** Start of Page excerpt **

Summer Fruits, or Your July Book of Days

Watermelon has been on my mind! We’ve gone through two watermelons in two weeks, and I can’t even begin to tell you how many peaches (most of them sliced up into small pitchers of Chianti to accompany dinner), plus mangoes and lychees and cherries, and the apricots have been wonderful this year, too. I tend to think there is nothing like summer fruit, but then of course autumn comes and so do the apples and the pomegranates, and then winter brings all the citrus and stuffed dates… and maybe I’m just a little in love with fruit, in general. I am my father’s son, after all. When I was a boy, I’d accompany Dad to the market, where he would buy summer fruits by the wooden crateful. This, I assumed, was how fruit was sold, and I thought everyone did this.

And so it’s July and we find ourselves firmly in the midst of all those summer fruits… and in the second half of the year. North of the 49th Parallel, it’s Canada Day today (la Fête du Canada), which, I imagine, will be celebrated with greater gusto and enthusiasm this year, for reasons I shan’t mention. The Dog Days of Summer will soon begin, too, once Sirius, the Dog Star, begins rising with the sun as it does each early July. They’ll be with us for about five weeks before the two stars go their separate ways again. And the Fourth, of course, brings our own national holiday here in the States, and there will be fireworks at the Lake Worth Lagoon.

** End of Page excerpt **

Tasks to complete -
• a. Reproduce the summer fruits post word for word, from "And so it’s" up to and including "Lake Worth Lagoon.".
• b. List every fruit that the summer fruits post ties to autumn or winter rather than summer.

** Start of Data entries **

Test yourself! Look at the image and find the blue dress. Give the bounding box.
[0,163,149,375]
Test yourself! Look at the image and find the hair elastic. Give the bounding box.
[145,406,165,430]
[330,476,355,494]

** End of Data entries **

Answers for this exercise -
• a.
And so it’s July and we find ourselves firmly in the midst of all those summer fruits… and in the second half of the year. North of the 49th Parallel, it’s Canada Day today (la Fête du Canada), which, I imagine, will be celebrated with greater gusto and enthusiasm this year, for reasons I shan’t mention. The Dog Days of Summer will soon begin, too, once Sirius, the Dog Star, begins rising with the sun as it does each early July. They’ll be with us for about five weeks before the two stars go their separate ways again. And the Fourth, of course, brings our own national holiday here in the States, and there will be fireworks at the Lake Worth Lagoon.

• b.
- Apples
- Pomegranates
- Citrus
- Stuffed dates